■ ИСХОДНЫЙ ТЕКСТ
А.В. Луначарский
Смерть Толстого и молодая Европа

На главную

Произведения А.В. Луначарского


Молодая Европа, Европа будущего, та, которая растет и развивается в недрах Европы старой, ныне господствующей, откликнулась горячо, хотя и не совсем стройно, на смерть великана, связывающего лучшие традиции старины с лучшими надеждами будущего. Это неудивительно в известных пределах. Кто может не ценить Толстого-художника?

Есть, однако, в торжественном чествовании Толстого молодой Европой и такие ноты, которые если и не вызывают удивления у вдумчивого человека, то во всяком случае наводят на серьезные мысли.

Позвоночным столбом, основной колонной строящегося здания молодой Европы является, конечно, широкое и глубокое течение марксизма. Теоретики этого направления неоднократно обвинялись в педантизме за ту непреклонную, пуританскую строгость, с которой они отграничивали признаваемые ими ортодоксальными истины от всяких примесей, от всяких других культурных течений, хотя бы родственных и симпатичных. По отношению к учению Толстого — говорю именно об учении прежде всего, а не об искусстве — в этом мире принято было высказываться резко отрицательно, принято было отмечать в нем те черты, которые делают его антиподом научного социализма. Можно было думать, что идейные выразители пролетариата и его передовые круги пройдут в молчании мимо гроба Толстого или просто холодно отметят свою чуждость этому человеку. Но этого не случилось.

Конечно, пролетариат не может относиться равнодушно к несомненно эстетическим ценностям, в искусстве какого бы класса, времени и общества он ни находил их. Но в многочисленных телеграммах русских рабочих говорилось не только и даже не столько о Толстом-художнике, как о Толстом — общественном деятеле. Таков же смысл телеграммы социал-демократической фракции Государственной думы. И фракция была права, послав свой привет не только от своего имени, но и от имени всемирного пролетариата.

В самом деле: Каутский пишет о Толстом как о великом писателе, заслуживающем высокого почета, и явно имеет в виду при этом не один художественный гений. Ледебур в ответственной парламентской речи упоминает о Толстом как враге милитаризма, то есть опять-таки о его общественном учении, и заявляет: «Считаю за честь упомянуть об этом великом человеке». Антисемит, председательствующий в австрийском рейхсрате, отказывается почтить Толстого, и первую красноречивую речь в честь его произносит социалист.

Быть может, наиболее метко выразился Жорес, который, естественно, оказался центральной фигурой во время чествования Толстого французской палатой: «Есть живые ключи в пустыне, по которой все еще странствуют народы; у этих ключей перекрещиваются самые различные пути: таким родником живой воды был Толстой. Искренние христиане и мы, социалисты, идем разными дорогами, но мы встретились у источника любви и мудрости, который называется Лев Толстой».

■ ПРЕДОСТАВЛЕННЫЙ МАТЕРИАЛ
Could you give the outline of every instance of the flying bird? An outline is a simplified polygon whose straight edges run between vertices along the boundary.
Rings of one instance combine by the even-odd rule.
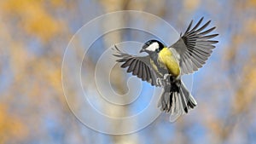
[[[127,72],[153,86],[163,88],[158,107],[171,114],[171,122],[197,105],[181,77],[202,67],[215,48],[213,44],[218,43],[211,40],[218,34],[209,34],[216,27],[207,28],[211,20],[205,24],[202,21],[203,17],[192,26],[191,20],[185,32],[169,47],[159,40],[148,41],[140,50],[147,53],[146,56],[125,54],[114,45],[117,54],[113,55],[119,58],[117,61],[122,63],[122,68],[128,67]]]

■ КОРОТКОЕ ЗАДАНИЕ
Повторите дословно отрывок из текста о смерти Толстого и молодой Европе: он открывается словами, содержащими «Молодая Европа, Европа», и завершается словами «на серьезные мысли.».

■ ПРАВИЛЬНЫЙ ОТВЕТ
Молодая Европа, Европа будущего, та, которая растет и развивается в недрах Европы старой, ныне господствующей, откликнулась горячо, хотя и не совсем стройно, на смерть великана, связывающего лучшие традиции старины с лучшими надеждами будущего. Это неудивительно в известных пределах. Кто может не ценить Толстого-художника?

Есть, однако, в торжественном чествовании Толстого молодой Европой и такие ноты, которые если и не вызывают удивления у вдумчивого человека, то во всяком случае наводят на серьезные мысли.